> **What is being asked**
Beginning at the line that contains "Where can the green", transcribe the remaining lines of the listing exactly; include the final line and omit everything before.

> **Data provided**
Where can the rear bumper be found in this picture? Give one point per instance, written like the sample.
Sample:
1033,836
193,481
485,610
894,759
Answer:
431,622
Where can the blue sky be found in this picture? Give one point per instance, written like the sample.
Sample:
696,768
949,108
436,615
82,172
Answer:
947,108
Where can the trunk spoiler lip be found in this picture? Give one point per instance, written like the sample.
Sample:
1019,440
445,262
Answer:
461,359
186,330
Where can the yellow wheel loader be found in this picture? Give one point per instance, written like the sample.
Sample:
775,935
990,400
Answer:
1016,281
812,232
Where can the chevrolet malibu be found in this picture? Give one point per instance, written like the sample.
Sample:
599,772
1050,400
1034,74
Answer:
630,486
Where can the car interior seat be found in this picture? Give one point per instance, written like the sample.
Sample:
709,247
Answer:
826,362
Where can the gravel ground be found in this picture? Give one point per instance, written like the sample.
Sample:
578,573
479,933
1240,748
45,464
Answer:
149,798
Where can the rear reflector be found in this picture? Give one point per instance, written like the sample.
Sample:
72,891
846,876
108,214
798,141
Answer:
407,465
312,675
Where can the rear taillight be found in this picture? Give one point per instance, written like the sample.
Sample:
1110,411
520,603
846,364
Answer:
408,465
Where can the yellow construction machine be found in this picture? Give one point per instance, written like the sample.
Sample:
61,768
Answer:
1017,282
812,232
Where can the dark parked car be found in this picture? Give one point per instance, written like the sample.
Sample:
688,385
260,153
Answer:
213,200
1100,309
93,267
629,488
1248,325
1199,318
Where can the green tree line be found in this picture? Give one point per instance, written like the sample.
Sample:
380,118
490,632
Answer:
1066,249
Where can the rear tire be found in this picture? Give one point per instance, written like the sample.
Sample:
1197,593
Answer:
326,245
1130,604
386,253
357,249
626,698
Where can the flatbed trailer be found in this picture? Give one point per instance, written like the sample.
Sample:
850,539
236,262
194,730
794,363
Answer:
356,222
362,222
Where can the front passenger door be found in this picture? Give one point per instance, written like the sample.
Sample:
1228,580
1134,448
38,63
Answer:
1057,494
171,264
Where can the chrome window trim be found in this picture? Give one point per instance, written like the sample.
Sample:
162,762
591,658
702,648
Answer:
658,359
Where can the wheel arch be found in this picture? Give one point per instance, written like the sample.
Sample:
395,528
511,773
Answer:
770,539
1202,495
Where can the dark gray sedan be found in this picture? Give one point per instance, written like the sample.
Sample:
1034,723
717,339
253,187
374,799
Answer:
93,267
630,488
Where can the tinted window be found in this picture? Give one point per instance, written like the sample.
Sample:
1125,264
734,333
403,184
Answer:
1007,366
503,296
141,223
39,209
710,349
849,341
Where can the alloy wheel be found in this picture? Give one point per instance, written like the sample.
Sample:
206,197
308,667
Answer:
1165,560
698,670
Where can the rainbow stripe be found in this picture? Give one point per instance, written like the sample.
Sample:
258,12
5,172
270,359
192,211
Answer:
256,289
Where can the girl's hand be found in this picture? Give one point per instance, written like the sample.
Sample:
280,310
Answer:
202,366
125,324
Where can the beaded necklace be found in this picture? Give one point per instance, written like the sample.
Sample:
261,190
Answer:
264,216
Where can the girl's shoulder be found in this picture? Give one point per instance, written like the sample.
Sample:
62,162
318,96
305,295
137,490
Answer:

> **Exercise output**
Where can the green tree line be found in this picture? Give one point per instance, written like the sample.
Sample:
380,118
490,632
Answer:
1066,249
Where can the rear tire be found in this picture? Give one point per instance, written like the sample.
Sample:
1197,593
Answer:
326,245
1130,604
386,253
357,249
626,698
Where can the flatbed trailer be found in this picture? Give one point per instance, written like the sample.
Sample:
850,539
236,262
194,730
794,363
Answer:
356,222
362,222
Where can the front passenger door be found in this picture? Give one point per instance, written like the sample.
Sample:
1228,580
1134,448
38,63
Answer:
1057,494
171,264
Where can the chrome window trim be found in this picture? Give one point per instance, written like the sample.
Sample:
162,762
591,658
702,648
Answer:
658,359
Where can the wheel arch be found in this picture? Give one point per instance, written like the sample.
Sample:
395,528
511,773
Answer:
770,539
1202,495
Where can the dark gray sedan be found in this picture? Give one point per instance, written like the sample.
Sample:
1034,723
717,339
253,187
374,799
Answer:
93,267
630,488
Where can the tinted window be found in this picture? Give one point per instance, written like the sample.
Sample:
1125,264
734,333
403,184
Answer:
1007,366
503,296
141,223
39,209
710,349
849,341
Where can the alloy wheel be found in this picture? Give one point per instance, written like the sample.
Sample:
206,197
308,667
Answer:
1165,560
698,670
Where can the rainbow stripe be found in this picture? Give one point per instance, written like the sample.
Sample:
258,12
5,172
270,359
192,211
Answer:
256,289
Where can the girl's hand be found in this picture? Give one point per instance, written like the sample.
Sample:
280,310
Answer:
202,366
125,324
Where can the beaded necklace be found in this picture? Give one point per instance, written like the sample.
Sample:
261,190
Answer:
264,216
Where can the girl's shoulder be found in this picture? Give one point per instance, written like the sample.
Sample:
62,162
318,96
305,295
137,490
Answer:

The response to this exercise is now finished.